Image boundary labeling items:

## Start

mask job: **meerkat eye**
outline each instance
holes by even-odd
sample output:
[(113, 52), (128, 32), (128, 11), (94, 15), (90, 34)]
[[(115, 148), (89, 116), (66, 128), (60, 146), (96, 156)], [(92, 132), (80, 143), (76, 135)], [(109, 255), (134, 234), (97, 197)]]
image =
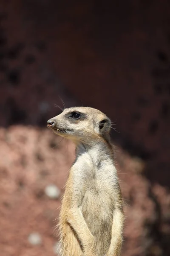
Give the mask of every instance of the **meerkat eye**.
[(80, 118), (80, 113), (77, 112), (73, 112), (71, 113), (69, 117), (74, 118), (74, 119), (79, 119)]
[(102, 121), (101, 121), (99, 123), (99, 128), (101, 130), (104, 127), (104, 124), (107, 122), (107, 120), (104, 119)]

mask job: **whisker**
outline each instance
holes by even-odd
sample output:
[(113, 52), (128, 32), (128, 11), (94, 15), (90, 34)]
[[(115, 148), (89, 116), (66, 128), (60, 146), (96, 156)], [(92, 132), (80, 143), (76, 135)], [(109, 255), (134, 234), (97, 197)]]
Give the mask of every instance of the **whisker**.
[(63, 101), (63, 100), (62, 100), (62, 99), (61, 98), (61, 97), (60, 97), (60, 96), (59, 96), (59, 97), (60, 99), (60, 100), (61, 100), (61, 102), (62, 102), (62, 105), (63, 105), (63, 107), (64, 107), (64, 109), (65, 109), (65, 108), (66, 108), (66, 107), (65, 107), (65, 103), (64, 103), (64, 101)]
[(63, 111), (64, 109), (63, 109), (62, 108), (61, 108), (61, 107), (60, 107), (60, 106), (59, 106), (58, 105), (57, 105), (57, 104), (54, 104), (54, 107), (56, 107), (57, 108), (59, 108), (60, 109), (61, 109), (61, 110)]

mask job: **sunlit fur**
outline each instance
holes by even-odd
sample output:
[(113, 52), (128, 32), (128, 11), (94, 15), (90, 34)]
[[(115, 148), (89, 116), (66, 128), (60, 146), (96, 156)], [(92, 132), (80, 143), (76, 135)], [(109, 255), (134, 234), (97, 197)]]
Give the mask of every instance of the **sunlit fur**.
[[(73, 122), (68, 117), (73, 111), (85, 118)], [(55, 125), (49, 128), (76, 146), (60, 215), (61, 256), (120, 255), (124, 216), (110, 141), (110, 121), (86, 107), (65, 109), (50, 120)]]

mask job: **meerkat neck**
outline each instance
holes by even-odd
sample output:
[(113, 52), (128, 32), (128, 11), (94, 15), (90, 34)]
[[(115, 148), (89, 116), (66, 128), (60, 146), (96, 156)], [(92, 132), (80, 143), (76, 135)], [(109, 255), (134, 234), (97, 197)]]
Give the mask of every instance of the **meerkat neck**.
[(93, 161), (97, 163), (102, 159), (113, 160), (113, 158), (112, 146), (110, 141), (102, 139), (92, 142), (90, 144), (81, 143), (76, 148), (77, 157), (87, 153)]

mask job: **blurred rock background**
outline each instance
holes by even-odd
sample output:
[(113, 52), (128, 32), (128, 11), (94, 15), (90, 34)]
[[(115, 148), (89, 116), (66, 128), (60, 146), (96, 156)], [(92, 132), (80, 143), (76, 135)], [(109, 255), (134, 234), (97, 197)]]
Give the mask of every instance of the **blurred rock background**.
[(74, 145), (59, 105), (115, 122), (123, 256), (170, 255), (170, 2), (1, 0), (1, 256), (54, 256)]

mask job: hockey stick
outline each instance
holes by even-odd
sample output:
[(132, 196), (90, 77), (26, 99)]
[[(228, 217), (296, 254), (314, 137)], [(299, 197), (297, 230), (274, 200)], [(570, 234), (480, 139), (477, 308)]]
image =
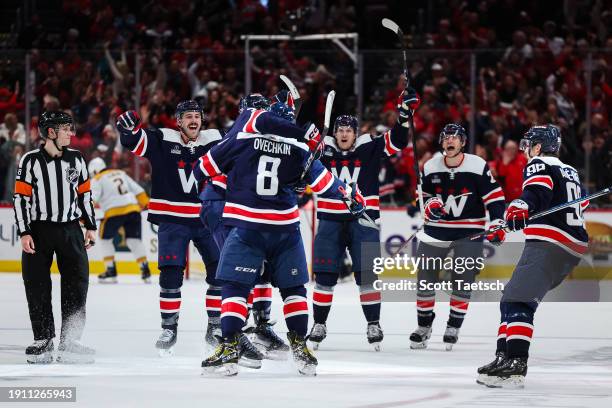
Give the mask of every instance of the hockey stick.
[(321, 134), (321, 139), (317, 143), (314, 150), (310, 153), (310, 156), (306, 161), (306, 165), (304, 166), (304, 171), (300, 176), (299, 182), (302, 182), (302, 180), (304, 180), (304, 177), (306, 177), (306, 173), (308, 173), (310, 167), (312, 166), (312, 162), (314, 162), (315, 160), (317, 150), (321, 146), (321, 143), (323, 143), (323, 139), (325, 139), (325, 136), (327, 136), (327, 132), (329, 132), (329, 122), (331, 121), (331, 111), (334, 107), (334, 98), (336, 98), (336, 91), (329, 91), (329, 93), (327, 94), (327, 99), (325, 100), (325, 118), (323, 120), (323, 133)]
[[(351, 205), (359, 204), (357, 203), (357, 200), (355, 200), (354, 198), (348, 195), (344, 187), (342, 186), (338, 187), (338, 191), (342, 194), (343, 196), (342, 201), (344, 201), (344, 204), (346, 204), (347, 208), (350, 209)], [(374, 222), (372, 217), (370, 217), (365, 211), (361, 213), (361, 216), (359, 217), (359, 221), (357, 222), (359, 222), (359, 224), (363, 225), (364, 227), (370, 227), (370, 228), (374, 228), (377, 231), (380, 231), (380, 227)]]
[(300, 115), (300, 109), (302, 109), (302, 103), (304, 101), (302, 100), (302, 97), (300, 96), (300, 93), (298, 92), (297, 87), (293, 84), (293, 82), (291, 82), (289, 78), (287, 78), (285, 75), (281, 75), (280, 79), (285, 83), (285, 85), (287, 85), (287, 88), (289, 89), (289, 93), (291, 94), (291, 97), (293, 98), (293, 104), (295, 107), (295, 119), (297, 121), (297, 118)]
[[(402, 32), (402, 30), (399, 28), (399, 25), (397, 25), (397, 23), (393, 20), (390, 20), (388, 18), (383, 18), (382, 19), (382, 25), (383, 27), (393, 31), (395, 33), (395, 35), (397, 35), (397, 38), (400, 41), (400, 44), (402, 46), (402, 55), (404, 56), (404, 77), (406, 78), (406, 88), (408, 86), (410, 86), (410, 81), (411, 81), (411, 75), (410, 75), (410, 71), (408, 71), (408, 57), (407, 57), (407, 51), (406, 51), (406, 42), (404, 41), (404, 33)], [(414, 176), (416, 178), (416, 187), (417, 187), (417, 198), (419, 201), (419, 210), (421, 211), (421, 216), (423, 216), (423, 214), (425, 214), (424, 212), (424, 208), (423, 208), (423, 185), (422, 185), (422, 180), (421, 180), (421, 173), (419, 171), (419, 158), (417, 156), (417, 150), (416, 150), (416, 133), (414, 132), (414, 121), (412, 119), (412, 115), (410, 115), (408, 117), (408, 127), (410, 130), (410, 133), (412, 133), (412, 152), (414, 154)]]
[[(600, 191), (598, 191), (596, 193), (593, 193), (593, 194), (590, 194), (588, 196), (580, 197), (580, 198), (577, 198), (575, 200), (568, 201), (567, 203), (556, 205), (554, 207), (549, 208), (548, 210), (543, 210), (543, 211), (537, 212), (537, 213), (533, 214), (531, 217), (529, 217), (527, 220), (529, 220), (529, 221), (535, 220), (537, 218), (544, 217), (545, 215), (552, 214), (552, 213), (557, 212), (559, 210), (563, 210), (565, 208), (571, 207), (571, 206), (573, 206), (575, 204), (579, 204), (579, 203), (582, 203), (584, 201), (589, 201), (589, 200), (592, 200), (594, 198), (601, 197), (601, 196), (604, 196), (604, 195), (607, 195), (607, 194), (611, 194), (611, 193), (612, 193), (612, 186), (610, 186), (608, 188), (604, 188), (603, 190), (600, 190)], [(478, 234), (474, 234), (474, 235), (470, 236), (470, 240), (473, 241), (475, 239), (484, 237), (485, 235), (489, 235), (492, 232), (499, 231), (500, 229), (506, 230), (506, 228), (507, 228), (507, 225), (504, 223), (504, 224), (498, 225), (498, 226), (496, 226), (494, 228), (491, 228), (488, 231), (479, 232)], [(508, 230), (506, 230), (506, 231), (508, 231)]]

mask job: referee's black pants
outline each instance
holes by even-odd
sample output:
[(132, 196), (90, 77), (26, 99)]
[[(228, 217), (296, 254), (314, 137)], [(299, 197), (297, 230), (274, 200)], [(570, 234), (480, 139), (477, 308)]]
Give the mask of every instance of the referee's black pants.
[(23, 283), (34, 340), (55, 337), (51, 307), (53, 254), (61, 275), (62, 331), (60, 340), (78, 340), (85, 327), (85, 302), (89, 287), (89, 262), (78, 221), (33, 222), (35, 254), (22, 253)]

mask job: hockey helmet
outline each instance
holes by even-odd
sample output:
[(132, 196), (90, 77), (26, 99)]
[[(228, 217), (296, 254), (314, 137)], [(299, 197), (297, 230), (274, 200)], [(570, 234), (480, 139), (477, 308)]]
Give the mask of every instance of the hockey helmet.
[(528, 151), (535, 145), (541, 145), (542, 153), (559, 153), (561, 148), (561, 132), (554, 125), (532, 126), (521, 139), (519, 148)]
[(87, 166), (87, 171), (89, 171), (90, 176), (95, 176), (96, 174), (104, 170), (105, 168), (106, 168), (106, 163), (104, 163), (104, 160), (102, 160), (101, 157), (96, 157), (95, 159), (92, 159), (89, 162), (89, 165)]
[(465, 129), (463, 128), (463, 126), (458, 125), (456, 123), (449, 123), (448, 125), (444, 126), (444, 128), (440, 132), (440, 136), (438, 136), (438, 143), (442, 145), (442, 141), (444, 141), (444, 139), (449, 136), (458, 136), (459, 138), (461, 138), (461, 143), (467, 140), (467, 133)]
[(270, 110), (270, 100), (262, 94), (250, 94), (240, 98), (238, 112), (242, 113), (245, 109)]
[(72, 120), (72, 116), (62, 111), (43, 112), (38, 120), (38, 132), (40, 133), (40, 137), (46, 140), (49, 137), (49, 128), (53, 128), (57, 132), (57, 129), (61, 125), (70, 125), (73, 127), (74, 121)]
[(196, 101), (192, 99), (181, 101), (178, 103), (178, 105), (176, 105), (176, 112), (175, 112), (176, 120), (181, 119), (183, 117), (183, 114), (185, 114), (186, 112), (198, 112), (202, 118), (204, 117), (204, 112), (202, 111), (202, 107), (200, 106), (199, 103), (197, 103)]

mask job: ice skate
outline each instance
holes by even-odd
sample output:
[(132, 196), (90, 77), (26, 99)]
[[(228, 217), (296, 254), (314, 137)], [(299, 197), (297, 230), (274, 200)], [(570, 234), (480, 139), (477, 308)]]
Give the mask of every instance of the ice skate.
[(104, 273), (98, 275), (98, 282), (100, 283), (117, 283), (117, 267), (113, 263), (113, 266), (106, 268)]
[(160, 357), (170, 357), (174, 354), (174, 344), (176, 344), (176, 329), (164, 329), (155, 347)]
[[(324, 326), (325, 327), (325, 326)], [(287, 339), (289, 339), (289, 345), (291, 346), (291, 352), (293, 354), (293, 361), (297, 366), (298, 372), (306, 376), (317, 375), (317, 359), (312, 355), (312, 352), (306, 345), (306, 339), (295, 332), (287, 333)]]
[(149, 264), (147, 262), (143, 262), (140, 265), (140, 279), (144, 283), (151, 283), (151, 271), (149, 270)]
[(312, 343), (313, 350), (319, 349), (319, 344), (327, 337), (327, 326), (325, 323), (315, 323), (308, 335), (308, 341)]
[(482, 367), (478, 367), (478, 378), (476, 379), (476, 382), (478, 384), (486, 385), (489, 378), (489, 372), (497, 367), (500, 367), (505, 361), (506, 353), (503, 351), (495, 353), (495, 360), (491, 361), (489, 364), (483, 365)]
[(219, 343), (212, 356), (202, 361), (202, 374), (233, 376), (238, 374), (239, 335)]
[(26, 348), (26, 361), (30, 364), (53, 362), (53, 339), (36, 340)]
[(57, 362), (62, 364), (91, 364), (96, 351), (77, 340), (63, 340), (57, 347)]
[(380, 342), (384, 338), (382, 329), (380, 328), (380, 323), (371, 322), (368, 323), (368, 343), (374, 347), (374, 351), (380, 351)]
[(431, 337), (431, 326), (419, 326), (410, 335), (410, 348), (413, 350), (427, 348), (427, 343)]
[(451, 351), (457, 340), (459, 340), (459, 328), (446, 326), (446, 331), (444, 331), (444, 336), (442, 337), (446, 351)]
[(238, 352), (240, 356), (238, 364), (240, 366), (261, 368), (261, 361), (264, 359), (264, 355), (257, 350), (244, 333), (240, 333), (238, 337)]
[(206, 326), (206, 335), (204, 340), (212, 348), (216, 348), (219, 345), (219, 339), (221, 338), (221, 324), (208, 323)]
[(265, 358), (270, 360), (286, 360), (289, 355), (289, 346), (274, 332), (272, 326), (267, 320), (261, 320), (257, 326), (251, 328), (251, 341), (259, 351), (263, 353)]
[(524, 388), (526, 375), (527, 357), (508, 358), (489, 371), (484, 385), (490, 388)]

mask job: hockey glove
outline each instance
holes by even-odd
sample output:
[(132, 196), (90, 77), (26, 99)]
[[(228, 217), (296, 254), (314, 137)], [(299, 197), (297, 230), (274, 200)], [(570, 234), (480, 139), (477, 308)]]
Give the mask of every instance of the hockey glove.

## End

# What the exercise asks
Rewrite the data from the line containing "mask job: **blurred rock background**" through the line containing "256), (54, 256)]", inclusive, as a Markdown table with the columns "No." and "Text". Give each line its row number, and leave out blank lines.

# Task solution
| No. | Text |
|---|---|
| 1 | mask job: **blurred rock background** |
| 2 | outline each instance |
| 3 | holes by even-odd |
| 4 | sample output: |
| 5 | [(113, 52), (128, 32), (128, 11), (94, 15), (90, 34)] |
| 6 | [[(115, 148), (89, 116), (66, 128), (60, 146), (96, 156)], [(92, 132), (80, 143), (76, 135)], [(109, 255), (134, 234), (97, 197)]] |
| 7 | Give the mask of every instance of the **blurred rock background**. |
| 8 | [(74, 145), (59, 105), (115, 122), (123, 256), (170, 255), (170, 2), (1, 0), (1, 256), (54, 256)] |